**What this task involves**
Can you copy every one of the saved entries below word for word, with no line left out or altered?

(Saved entries)
>>>

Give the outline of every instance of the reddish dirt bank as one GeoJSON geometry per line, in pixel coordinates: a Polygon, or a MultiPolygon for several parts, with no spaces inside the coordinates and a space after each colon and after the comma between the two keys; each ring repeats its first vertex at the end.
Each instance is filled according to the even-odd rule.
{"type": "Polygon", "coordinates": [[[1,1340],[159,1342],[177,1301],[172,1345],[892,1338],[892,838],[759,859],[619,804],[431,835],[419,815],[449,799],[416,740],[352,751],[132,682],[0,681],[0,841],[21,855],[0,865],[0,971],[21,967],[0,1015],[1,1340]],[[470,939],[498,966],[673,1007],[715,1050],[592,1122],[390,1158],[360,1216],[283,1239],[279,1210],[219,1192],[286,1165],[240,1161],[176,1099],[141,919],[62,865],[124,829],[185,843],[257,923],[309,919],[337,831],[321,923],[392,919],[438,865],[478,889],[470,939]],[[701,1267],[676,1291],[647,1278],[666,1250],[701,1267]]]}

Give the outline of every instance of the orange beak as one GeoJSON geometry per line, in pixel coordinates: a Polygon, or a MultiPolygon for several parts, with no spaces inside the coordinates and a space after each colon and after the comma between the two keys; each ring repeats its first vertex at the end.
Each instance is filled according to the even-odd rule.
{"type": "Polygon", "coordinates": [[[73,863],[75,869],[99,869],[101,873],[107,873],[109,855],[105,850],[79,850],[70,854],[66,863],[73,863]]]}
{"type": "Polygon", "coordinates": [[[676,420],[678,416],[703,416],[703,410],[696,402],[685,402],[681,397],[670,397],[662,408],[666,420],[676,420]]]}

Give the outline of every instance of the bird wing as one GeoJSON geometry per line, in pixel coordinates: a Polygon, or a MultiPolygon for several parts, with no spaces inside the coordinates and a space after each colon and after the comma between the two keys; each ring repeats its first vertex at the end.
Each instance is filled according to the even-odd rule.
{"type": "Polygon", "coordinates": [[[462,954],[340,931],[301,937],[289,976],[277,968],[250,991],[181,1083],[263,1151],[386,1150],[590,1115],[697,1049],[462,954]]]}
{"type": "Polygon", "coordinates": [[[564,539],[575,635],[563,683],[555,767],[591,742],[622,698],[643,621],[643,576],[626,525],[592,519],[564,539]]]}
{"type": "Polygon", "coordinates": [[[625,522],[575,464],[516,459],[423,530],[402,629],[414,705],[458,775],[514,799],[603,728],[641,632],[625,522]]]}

<<<

**Expected answer**
Give the outline of every instance of the reddish dirt bank as one GeoJSON geometry per line, in pixel coordinates: a Polygon, or a MultiPolygon for several parts, with no spaces inside the coordinates and a space after each colon and after the comma between the two keys; each ring repeats its first vertex at the end.
Each instance is filled according to the even-odd rule.
{"type": "Polygon", "coordinates": [[[1,1340],[159,1342],[177,1301],[172,1345],[892,1338],[892,838],[759,859],[619,804],[431,835],[419,815],[449,799],[416,740],[352,751],[132,682],[0,681],[0,841],[21,855],[0,865],[0,971],[21,967],[0,1015],[1,1340]],[[470,939],[498,966],[673,1007],[715,1050],[592,1122],[390,1158],[360,1216],[283,1239],[279,1210],[219,1192],[286,1165],[240,1161],[176,1099],[141,919],[62,865],[124,829],[185,843],[257,923],[309,919],[337,831],[321,923],[392,919],[438,865],[478,889],[470,939]],[[701,1267],[676,1291],[647,1278],[666,1250],[701,1267]]]}

Give the outline of every instance of the orange beak as one GeoJSON geometry per line, in pixel coordinates: a Polygon, or a MultiPolygon for several parts, with no spaces inside the coordinates and a space after each colon and after the comma between the two keys; each ring repeats its first vertex at the end.
Each instance is filled according to the even-odd rule.
{"type": "Polygon", "coordinates": [[[73,863],[75,869],[99,869],[101,873],[107,873],[109,855],[105,850],[79,850],[70,854],[66,863],[73,863]]]}
{"type": "Polygon", "coordinates": [[[676,420],[678,416],[703,416],[703,410],[696,402],[685,402],[681,397],[670,397],[662,408],[666,420],[676,420]]]}

Give the outline of every instance of the bird wing as one GeoJSON geometry per line, in pixel coordinates: a Polygon, or a MultiPolygon for several parts, with no spaces inside the coordinates and a space after each colon and after the comma between the two keys; each ring repeats its first vertex at the end.
Each instance is filled according to the even-odd rule.
{"type": "Polygon", "coordinates": [[[462,954],[340,931],[301,937],[289,976],[277,968],[250,991],[181,1083],[263,1151],[386,1150],[590,1115],[697,1049],[462,954]]]}
{"type": "Polygon", "coordinates": [[[564,539],[575,635],[563,683],[555,767],[591,742],[622,698],[643,621],[643,576],[626,525],[592,519],[564,539]]]}
{"type": "Polygon", "coordinates": [[[625,522],[575,464],[516,459],[423,530],[402,629],[414,705],[458,775],[514,799],[603,728],[641,632],[625,522]]]}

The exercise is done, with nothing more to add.